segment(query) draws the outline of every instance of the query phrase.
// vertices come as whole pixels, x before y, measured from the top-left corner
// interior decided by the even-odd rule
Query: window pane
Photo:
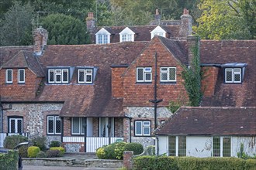
[[[68,81],[68,71],[66,70],[63,70],[62,76],[63,76],[62,81],[67,82]]]
[[[55,129],[56,129],[56,134],[61,134],[61,119],[60,117],[56,117],[56,123],[55,123]]]
[[[19,82],[25,81],[25,70],[19,70]]]
[[[232,82],[232,69],[226,69],[226,82]]]
[[[137,70],[137,80],[138,81],[143,81],[143,68],[138,68]]]
[[[178,137],[178,156],[186,155],[186,137]]]
[[[146,76],[146,79],[145,79],[146,81],[150,81],[151,80],[151,73],[146,73],[145,76]]]
[[[176,137],[169,136],[168,137],[168,152],[169,156],[175,156],[176,155]]]
[[[142,134],[142,122],[141,121],[137,121],[135,122],[135,134],[136,135],[141,135]]]
[[[169,68],[169,80],[175,81],[176,80],[176,69]]]
[[[78,82],[85,83],[85,70],[78,70]]]
[[[53,117],[48,117],[48,133],[54,133],[54,118]]]
[[[79,134],[79,117],[73,117],[72,120],[72,133]]]
[[[213,138],[213,156],[220,156],[220,138]]]
[[[223,157],[231,156],[231,138],[223,138]]]
[[[22,133],[22,120],[17,120],[17,133]]]
[[[14,119],[11,119],[10,120],[10,133],[16,133],[16,131],[15,131],[15,120]]]

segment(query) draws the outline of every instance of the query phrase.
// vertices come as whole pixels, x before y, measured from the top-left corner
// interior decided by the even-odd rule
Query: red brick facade
[[[42,80],[29,69],[25,69],[25,83],[18,83],[18,69],[12,70],[12,83],[5,83],[6,69],[0,70],[0,90],[3,98],[27,100],[34,99]]]

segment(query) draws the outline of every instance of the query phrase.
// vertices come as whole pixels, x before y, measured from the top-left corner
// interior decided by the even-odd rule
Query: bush
[[[0,153],[0,169],[18,169],[19,155],[17,151],[10,150]]]
[[[37,146],[40,148],[41,151],[45,151],[47,150],[46,141],[47,138],[45,136],[39,136],[31,139],[32,144],[33,146]]]
[[[140,156],[133,158],[134,169],[255,169],[256,160],[237,158]]]
[[[62,147],[51,147],[50,148],[50,151],[59,151],[59,155],[58,156],[63,156],[63,155],[65,153],[65,149]]]
[[[36,158],[47,158],[47,154],[42,151],[40,151],[36,155]]]
[[[60,151],[59,150],[48,150],[47,151],[47,158],[54,158],[54,157],[59,157]]]
[[[18,144],[27,141],[28,138],[22,135],[7,136],[4,140],[4,148],[13,149]]]
[[[124,151],[133,151],[134,155],[140,155],[143,152],[143,145],[140,143],[127,143]]]
[[[50,148],[51,147],[60,147],[61,144],[61,141],[52,141],[50,144]]]
[[[28,148],[28,156],[29,158],[36,158],[40,151],[40,148],[39,147],[29,146]]]

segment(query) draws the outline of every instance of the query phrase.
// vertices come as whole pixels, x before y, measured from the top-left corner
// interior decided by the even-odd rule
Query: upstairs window
[[[176,67],[161,67],[161,82],[176,82]]]
[[[47,117],[47,134],[61,134],[61,119],[58,116]]]
[[[225,83],[241,83],[241,68],[225,68]]]
[[[137,67],[137,82],[152,82],[152,68]]]
[[[67,83],[69,82],[68,69],[49,69],[48,83]]]
[[[19,69],[18,73],[18,83],[25,83],[25,69]]]
[[[78,80],[79,83],[92,83],[92,69],[79,69]]]
[[[7,69],[5,72],[5,83],[12,83],[12,70]]]
[[[150,121],[135,121],[135,136],[150,136],[151,134],[150,129]]]

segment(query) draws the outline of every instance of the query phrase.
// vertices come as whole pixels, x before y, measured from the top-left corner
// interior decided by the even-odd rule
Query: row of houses
[[[170,102],[189,100],[182,72],[197,38],[187,10],[156,19],[119,31],[87,19],[96,44],[47,45],[38,28],[33,46],[0,47],[1,132],[43,135],[67,152],[123,140],[158,155],[237,156],[241,144],[255,154],[256,41],[200,40],[201,104],[171,113]]]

--*--

> [Exercise goal]: Could you rescale the rows starting at the very beginning and ending at the line containing "[[[79,134],[79,117],[73,117],[72,120],[72,133]]]", writing every line out again with the requests included? Multiply each polygon vertex coordinate in the answers by 0.95, round to whole numbers with halves going up, and leave the pictures out of your reply.

> [Solution for this problem]:
segment(query) draws the outline of every instance of the query phrase.
// vertices come as whole pixels, x before y, measured from the top-left corner
// interior decided by the even-odd rule
Query: window pane
Photo:
[[[65,77],[65,67],[63,67],[60,67],[59,72],[60,72],[59,77],[64,78]]]
[[[52,123],[53,123],[53,127],[58,127],[58,113],[57,111],[53,111],[53,117],[52,117]]]
[[[18,78],[24,77],[24,67],[18,67]]]
[[[220,78],[220,66],[215,66],[215,78]]]
[[[130,67],[130,76],[131,77],[136,77],[136,65],[131,65]]]
[[[169,130],[169,148],[177,147],[177,130]]]
[[[139,72],[139,75],[138,75],[139,77],[143,77],[143,76],[143,69],[139,69],[138,72]]]
[[[167,130],[161,129],[160,130],[160,144],[161,148],[166,148],[167,147]]]
[[[135,127],[135,116],[134,115],[130,115],[128,116],[128,127],[129,128],[134,128]]]
[[[161,65],[161,76],[166,77],[167,76],[167,66]]]
[[[74,78],[81,79],[81,67],[74,67]]]
[[[50,111],[46,111],[46,126],[51,126],[51,112]]]
[[[75,127],[75,111],[69,111],[68,114],[68,126]]]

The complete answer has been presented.